Reproduce the records below, swapping every occurrence of "rough mask" for "coarse mask" and leaving all other text unchanged.

------ Records for the task ------

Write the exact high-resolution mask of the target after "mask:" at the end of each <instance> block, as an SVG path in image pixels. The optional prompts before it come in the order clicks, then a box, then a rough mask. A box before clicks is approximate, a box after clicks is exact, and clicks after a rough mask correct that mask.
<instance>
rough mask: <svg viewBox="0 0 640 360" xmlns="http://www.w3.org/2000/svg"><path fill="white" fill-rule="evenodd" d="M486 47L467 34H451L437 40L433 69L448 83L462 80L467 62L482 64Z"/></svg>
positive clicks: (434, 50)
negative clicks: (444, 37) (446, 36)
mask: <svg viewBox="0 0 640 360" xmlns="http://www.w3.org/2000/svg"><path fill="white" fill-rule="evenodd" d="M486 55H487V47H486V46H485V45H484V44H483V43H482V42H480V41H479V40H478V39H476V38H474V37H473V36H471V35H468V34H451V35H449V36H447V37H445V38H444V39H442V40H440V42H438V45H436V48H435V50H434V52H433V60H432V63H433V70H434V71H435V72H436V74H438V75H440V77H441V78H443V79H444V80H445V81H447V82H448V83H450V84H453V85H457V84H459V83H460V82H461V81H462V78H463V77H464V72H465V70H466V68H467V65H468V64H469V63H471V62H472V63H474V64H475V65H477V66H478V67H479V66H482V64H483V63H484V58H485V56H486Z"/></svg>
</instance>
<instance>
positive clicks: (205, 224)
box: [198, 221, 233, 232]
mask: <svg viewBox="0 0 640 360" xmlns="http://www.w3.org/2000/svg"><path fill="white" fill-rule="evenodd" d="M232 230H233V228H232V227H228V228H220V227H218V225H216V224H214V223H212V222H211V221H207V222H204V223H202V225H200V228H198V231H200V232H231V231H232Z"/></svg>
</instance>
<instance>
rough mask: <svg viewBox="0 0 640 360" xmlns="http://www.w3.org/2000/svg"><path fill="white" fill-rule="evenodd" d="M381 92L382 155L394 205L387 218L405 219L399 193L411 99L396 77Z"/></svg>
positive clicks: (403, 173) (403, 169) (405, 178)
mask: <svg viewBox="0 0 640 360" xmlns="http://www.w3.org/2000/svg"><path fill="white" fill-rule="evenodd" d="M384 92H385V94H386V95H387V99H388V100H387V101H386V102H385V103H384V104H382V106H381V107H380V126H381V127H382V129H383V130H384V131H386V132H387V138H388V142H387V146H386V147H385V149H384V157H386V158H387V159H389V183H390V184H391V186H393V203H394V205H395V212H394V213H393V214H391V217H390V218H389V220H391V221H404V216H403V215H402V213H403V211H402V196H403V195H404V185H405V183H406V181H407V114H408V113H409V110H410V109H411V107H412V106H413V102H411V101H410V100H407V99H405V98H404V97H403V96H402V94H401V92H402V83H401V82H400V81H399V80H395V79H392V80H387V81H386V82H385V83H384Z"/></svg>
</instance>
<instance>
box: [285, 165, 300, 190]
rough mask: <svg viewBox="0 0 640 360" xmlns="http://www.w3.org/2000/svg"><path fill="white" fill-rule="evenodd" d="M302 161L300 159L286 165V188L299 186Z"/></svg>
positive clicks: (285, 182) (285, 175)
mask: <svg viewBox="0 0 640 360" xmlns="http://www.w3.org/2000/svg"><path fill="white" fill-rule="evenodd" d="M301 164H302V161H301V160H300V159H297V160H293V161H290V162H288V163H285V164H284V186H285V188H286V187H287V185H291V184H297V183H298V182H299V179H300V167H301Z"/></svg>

------

Output of the exercise:
Write the exact high-resolution mask of the target after "mask:" at the end of each <instance> block, as an SVG path in image pixels. The optional prompts before it come in the order clicks, then a box, then a coarse mask. A box before clicks is approximate, a box after clicks is exact, and clicks after a coarse mask correct that mask.
<instance>
coarse mask: <svg viewBox="0 0 640 360" xmlns="http://www.w3.org/2000/svg"><path fill="white" fill-rule="evenodd" d="M486 47L467 34H451L437 40L433 69L448 83L462 80L467 62L482 64Z"/></svg>
positive clicks: (434, 50)
negative clicks: (444, 37) (446, 36)
mask: <svg viewBox="0 0 640 360" xmlns="http://www.w3.org/2000/svg"><path fill="white" fill-rule="evenodd" d="M486 55H487V47H486V46H485V45H484V44H483V43H482V42H480V41H479V40H478V39H476V38H474V37H473V36H471V35H468V34H451V35H449V36H447V37H445V38H444V39H442V40H440V42H438V45H436V48H435V50H434V52H433V60H432V63H433V70H434V71H435V72H436V74H438V75H440V77H441V78H443V79H444V80H445V81H447V82H448V83H450V84H453V85H457V84H459V83H460V82H461V81H462V78H463V77H464V72H465V70H466V68H467V65H468V64H469V63H471V62H472V63H474V64H475V65H477V66H478V67H479V66H482V64H483V63H484V58H485V56H486Z"/></svg>
</instance>
<instance>
positive clicks: (205, 224)
box: [198, 221, 233, 232]
mask: <svg viewBox="0 0 640 360" xmlns="http://www.w3.org/2000/svg"><path fill="white" fill-rule="evenodd" d="M232 230H233V228H232V227H228V228H220V227H218V225H216V224H214V223H212V222H211V221H207V222H204V223H202V225H200V228H198V231H200V232H231V231H232Z"/></svg>
</instance>
<instance>
coarse mask: <svg viewBox="0 0 640 360" xmlns="http://www.w3.org/2000/svg"><path fill="white" fill-rule="evenodd" d="M381 92L382 155L394 205L387 218L405 219L399 193L411 99L396 77Z"/></svg>
positive clicks: (403, 173) (403, 169) (405, 178)
mask: <svg viewBox="0 0 640 360" xmlns="http://www.w3.org/2000/svg"><path fill="white" fill-rule="evenodd" d="M384 92H385V94H386V95H387V99H388V100H387V101H386V102H385V103H384V104H382V106H381V107H380V126H381V127H382V129H383V130H384V131H386V132H387V138H388V142H387V146H386V147H385V149H384V157H386V158H387V159H389V183H390V184H391V186H393V203H394V205H395V212H394V213H393V214H391V217H390V218H389V220H391V221H404V216H403V215H402V213H403V211H402V196H403V195H404V185H405V183H406V181H407V114H408V113H409V110H410V109H411V107H412V106H413V102H411V101H410V100H407V99H405V98H404V97H403V96H402V94H401V92H402V83H401V82H400V81H399V80H395V79H392V80H387V81H386V82H385V83H384Z"/></svg>
</instance>
<instance>
box: [285, 165, 300, 190]
coarse mask: <svg viewBox="0 0 640 360" xmlns="http://www.w3.org/2000/svg"><path fill="white" fill-rule="evenodd" d="M302 161L300 159L286 165V188L299 186Z"/></svg>
positive clicks: (285, 182) (285, 175)
mask: <svg viewBox="0 0 640 360" xmlns="http://www.w3.org/2000/svg"><path fill="white" fill-rule="evenodd" d="M301 164H302V161H301V160H300V159H297V160H293V161H290V162H288V163H285V164H284V186H285V188H286V187H287V185H291V184H297V183H298V182H299V179H300V167H301Z"/></svg>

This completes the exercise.